= Region segmentation data =
=-=-=

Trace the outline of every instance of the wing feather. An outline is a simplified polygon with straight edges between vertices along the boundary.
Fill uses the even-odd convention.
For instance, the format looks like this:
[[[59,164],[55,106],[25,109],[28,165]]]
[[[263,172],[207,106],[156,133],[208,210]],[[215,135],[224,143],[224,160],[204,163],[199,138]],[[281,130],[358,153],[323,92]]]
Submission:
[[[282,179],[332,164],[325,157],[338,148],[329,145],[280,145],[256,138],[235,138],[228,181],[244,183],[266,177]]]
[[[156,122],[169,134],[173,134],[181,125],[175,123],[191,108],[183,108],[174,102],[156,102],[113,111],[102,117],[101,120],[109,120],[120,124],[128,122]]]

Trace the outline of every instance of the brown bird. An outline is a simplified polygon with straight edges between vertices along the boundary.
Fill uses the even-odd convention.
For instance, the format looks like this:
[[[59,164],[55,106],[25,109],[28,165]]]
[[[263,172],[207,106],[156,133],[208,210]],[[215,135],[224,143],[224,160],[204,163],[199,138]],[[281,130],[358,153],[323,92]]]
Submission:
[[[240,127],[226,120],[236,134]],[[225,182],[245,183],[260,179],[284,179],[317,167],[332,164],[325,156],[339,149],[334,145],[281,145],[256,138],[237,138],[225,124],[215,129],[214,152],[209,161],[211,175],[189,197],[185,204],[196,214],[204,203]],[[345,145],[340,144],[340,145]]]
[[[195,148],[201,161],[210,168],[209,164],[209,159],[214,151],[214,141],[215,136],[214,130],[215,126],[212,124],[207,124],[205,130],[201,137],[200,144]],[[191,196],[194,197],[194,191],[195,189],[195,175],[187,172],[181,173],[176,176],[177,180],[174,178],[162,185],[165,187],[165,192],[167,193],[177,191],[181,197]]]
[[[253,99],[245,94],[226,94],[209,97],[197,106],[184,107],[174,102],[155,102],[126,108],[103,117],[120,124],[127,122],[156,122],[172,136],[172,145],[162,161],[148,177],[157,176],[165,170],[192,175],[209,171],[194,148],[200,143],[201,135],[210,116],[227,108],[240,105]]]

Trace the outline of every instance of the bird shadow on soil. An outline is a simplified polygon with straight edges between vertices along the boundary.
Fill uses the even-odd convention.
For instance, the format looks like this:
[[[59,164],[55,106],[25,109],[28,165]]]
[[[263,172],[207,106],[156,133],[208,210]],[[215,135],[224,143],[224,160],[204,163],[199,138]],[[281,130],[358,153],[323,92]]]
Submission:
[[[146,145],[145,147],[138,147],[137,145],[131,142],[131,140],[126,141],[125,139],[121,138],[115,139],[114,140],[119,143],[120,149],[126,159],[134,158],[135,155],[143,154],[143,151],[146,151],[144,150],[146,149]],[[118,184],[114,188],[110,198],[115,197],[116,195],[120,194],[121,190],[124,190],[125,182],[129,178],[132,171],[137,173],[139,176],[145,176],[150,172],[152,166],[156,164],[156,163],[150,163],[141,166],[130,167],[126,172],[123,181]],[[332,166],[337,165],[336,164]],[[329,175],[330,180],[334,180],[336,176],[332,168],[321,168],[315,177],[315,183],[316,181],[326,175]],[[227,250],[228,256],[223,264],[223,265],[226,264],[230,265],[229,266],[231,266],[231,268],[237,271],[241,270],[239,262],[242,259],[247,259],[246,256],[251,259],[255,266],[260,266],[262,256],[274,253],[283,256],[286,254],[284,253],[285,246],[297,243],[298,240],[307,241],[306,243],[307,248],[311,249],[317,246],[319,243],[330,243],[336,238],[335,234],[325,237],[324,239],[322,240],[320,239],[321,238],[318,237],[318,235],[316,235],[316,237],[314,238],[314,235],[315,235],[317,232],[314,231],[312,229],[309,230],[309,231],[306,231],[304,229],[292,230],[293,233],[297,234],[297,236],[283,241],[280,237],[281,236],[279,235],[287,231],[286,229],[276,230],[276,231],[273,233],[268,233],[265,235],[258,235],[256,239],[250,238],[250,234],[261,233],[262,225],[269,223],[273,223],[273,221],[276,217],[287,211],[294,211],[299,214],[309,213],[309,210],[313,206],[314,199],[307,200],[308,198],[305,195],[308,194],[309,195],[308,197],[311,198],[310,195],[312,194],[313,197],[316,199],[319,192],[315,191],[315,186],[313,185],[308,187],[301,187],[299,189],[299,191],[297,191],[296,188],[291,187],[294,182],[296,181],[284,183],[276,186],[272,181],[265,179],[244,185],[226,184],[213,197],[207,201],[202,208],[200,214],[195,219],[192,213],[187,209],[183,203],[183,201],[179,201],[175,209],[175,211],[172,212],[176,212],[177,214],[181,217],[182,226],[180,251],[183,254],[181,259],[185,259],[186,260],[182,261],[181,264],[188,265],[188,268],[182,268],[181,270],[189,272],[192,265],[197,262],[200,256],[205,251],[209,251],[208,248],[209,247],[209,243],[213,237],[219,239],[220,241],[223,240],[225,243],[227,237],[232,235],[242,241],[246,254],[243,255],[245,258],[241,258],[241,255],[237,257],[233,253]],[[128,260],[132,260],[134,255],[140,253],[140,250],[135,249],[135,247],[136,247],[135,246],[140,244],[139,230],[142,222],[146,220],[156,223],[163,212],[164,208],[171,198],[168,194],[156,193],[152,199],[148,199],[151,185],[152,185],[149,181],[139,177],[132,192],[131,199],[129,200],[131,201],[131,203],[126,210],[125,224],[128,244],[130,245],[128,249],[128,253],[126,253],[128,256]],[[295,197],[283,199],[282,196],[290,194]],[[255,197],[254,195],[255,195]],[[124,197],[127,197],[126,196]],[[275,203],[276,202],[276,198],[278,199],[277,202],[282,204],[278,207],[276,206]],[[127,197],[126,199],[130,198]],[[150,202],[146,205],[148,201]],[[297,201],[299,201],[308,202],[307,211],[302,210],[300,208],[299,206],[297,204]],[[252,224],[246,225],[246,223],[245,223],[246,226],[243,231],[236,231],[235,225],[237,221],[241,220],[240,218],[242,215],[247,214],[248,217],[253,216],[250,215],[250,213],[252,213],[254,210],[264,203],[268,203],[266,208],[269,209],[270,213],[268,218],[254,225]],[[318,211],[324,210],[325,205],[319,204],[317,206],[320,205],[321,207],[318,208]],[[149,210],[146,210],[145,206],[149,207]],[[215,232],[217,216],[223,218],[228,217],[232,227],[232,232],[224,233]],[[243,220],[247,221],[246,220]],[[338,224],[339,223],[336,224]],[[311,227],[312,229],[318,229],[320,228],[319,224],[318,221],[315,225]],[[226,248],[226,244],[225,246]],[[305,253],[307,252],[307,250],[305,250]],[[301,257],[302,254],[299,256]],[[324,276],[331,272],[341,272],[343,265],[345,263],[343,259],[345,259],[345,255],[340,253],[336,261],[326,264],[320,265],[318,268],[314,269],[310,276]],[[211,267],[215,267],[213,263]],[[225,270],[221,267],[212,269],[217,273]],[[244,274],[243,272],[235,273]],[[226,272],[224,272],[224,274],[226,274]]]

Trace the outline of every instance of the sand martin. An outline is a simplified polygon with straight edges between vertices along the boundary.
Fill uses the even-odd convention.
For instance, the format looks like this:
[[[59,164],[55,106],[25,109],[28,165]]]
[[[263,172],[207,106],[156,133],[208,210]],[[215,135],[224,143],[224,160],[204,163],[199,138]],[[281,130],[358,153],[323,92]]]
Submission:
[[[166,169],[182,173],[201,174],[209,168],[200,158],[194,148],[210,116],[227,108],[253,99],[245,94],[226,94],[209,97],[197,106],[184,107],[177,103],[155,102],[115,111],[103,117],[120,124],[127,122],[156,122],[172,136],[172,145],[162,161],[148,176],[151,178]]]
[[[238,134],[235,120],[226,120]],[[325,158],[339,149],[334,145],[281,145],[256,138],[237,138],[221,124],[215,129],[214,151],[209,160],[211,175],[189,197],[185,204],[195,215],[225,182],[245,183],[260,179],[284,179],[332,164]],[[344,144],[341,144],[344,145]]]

=-=-=

= Task brief =
Rewrite the listing starting at the line that contains "Trace the outline of every instance of the sand" and ending at its final line, with "vertices" replaced by "corner points". Keep everything else unchanged.

= Answer =
Trace the outline of every instance of the sand martin. An outline is a simplified polygon with straight edges between corner points along the boundary.
Fill uses the even-odd convention.
For instance, the format looks like this:
[[[59,164],[55,106],[25,109],[28,165]]]
[[[263,172],[207,106],[156,133],[208,210]],[[215,135],[224,143],[224,160],[204,163],[199,138]],[[281,130],[358,153],[323,92]]]
Submission:
[[[166,169],[182,173],[201,174],[209,168],[200,158],[194,148],[210,116],[227,108],[253,99],[245,94],[226,94],[209,97],[197,106],[184,107],[177,103],[155,102],[115,111],[103,117],[120,124],[127,122],[156,122],[172,136],[172,145],[162,161],[148,176],[151,178]]]
[[[238,134],[235,120],[226,120]],[[325,158],[339,149],[334,145],[281,145],[256,138],[237,138],[221,124],[215,129],[214,151],[209,160],[211,175],[189,197],[185,204],[195,215],[225,182],[245,183],[260,179],[284,179],[332,164]],[[344,144],[341,144],[344,145]]]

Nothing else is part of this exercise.